» **Directions**
Copy out word for word the rows from the line containing "target = billboard with japanese text" through the end of the rows, both ends included.

================

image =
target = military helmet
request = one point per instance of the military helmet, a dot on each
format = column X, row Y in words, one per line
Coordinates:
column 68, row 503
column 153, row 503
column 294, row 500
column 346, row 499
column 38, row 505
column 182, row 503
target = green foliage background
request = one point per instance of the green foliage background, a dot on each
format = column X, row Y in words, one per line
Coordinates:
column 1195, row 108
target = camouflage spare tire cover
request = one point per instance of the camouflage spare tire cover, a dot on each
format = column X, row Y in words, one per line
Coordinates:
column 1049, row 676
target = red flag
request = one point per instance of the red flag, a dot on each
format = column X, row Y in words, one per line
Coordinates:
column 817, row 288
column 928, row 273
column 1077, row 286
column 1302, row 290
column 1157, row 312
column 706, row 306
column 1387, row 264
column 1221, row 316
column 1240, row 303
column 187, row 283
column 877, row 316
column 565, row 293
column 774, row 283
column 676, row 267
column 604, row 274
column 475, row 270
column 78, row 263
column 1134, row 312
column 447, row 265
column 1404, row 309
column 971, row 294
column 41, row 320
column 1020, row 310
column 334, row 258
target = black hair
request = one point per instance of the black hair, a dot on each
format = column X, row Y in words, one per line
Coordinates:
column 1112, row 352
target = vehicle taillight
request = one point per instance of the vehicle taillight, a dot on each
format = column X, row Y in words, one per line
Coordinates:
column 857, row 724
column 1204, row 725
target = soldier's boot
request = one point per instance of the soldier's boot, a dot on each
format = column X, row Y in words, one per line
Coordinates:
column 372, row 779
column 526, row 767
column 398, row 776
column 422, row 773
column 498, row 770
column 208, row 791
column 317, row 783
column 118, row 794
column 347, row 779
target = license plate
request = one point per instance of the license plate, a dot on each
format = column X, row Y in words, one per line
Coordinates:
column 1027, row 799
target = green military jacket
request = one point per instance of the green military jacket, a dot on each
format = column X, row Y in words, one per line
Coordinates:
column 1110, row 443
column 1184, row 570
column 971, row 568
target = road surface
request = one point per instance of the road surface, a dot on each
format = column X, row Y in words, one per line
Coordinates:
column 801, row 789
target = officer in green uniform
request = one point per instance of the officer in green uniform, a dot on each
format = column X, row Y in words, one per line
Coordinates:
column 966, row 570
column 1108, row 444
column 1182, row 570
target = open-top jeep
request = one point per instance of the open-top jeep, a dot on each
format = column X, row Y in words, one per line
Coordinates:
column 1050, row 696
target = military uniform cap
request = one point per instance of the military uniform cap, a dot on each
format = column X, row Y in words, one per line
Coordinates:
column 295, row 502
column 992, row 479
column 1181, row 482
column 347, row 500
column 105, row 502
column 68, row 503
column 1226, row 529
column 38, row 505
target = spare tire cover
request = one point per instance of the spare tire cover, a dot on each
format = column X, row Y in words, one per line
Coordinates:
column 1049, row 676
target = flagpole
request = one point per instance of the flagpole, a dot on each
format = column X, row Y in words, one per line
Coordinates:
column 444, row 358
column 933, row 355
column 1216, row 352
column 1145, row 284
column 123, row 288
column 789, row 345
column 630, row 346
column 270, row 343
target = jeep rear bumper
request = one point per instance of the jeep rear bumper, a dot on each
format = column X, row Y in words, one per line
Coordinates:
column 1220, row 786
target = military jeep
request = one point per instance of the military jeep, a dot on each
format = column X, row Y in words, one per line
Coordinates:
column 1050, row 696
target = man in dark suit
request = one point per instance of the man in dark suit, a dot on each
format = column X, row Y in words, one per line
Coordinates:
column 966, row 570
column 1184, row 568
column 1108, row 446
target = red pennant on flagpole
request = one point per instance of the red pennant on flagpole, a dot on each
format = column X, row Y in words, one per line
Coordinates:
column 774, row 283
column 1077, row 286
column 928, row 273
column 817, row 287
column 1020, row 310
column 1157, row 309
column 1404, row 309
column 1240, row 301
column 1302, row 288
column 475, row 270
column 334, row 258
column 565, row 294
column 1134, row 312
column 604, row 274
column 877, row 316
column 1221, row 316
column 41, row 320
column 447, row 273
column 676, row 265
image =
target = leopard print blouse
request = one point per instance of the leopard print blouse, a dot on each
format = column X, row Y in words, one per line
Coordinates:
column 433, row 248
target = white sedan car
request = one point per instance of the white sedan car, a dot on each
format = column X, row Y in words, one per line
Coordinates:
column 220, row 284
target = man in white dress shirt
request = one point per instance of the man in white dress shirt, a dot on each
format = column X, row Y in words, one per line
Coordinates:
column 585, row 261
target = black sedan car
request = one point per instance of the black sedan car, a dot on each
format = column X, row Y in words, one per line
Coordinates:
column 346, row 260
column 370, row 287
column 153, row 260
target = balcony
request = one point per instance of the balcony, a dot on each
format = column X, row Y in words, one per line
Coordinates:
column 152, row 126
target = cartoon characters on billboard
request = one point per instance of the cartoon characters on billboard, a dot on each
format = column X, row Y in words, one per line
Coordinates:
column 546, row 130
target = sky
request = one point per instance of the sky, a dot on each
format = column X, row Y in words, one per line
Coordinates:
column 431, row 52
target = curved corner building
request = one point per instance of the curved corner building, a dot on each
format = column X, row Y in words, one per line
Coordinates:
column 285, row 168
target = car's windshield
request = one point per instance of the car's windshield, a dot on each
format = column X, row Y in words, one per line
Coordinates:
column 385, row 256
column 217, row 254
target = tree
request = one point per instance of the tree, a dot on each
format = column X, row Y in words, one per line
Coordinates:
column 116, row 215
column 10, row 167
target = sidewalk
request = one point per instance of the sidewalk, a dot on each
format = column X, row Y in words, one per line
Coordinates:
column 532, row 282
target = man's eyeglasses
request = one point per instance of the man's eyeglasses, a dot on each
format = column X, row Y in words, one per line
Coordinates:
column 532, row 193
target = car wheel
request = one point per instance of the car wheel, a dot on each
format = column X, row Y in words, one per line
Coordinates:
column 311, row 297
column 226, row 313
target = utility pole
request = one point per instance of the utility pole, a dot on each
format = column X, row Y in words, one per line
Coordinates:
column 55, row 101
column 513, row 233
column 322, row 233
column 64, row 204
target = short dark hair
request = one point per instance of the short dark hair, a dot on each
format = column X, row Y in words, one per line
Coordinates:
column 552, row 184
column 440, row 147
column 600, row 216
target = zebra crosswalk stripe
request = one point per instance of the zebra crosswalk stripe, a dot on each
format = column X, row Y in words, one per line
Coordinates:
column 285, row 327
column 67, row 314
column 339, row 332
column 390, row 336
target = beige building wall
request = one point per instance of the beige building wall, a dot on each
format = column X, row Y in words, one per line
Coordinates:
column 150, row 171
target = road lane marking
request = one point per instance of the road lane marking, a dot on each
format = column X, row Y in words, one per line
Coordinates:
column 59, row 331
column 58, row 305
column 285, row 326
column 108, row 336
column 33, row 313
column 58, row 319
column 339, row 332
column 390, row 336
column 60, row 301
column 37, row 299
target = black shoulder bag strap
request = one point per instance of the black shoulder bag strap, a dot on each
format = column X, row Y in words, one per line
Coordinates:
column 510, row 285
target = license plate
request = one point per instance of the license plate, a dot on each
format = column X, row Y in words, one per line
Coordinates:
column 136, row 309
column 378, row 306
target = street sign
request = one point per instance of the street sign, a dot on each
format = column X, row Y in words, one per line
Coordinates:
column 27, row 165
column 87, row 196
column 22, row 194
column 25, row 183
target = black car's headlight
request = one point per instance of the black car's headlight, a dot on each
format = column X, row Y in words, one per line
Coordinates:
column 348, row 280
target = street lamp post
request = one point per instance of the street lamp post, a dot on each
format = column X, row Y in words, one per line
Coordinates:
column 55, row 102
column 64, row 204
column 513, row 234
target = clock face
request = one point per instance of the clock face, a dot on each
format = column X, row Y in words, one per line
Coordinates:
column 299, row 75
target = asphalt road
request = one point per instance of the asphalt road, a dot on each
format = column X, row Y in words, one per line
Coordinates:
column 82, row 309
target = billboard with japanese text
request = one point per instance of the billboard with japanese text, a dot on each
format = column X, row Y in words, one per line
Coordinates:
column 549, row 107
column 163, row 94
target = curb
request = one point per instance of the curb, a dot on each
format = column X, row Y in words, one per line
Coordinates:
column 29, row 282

================

» **Written response**
target = billboard with japanese text
request = one point per instance of the billboard with japanese text, a dot on each
format = column X, row Y in words, one per line
Coordinates:
column 549, row 107
column 163, row 94
target = curb
request = one point per instance of the curb, a dot on each
format = column X, row Y in words, one per line
Coordinates:
column 29, row 282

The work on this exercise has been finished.